Exercise description ::
The data below should be repeated exactly and in full.

Supplied data ::
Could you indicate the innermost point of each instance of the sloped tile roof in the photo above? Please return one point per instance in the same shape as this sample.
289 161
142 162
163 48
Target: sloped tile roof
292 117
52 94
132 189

Answer below ::
Could you indicate the innermost point of each instance of the sloped tile roof in the photo above? Please return one point per instance in the same shape as this sample.
289 161
142 162
163 48
Target: sloped tile roof
292 117
52 94
132 189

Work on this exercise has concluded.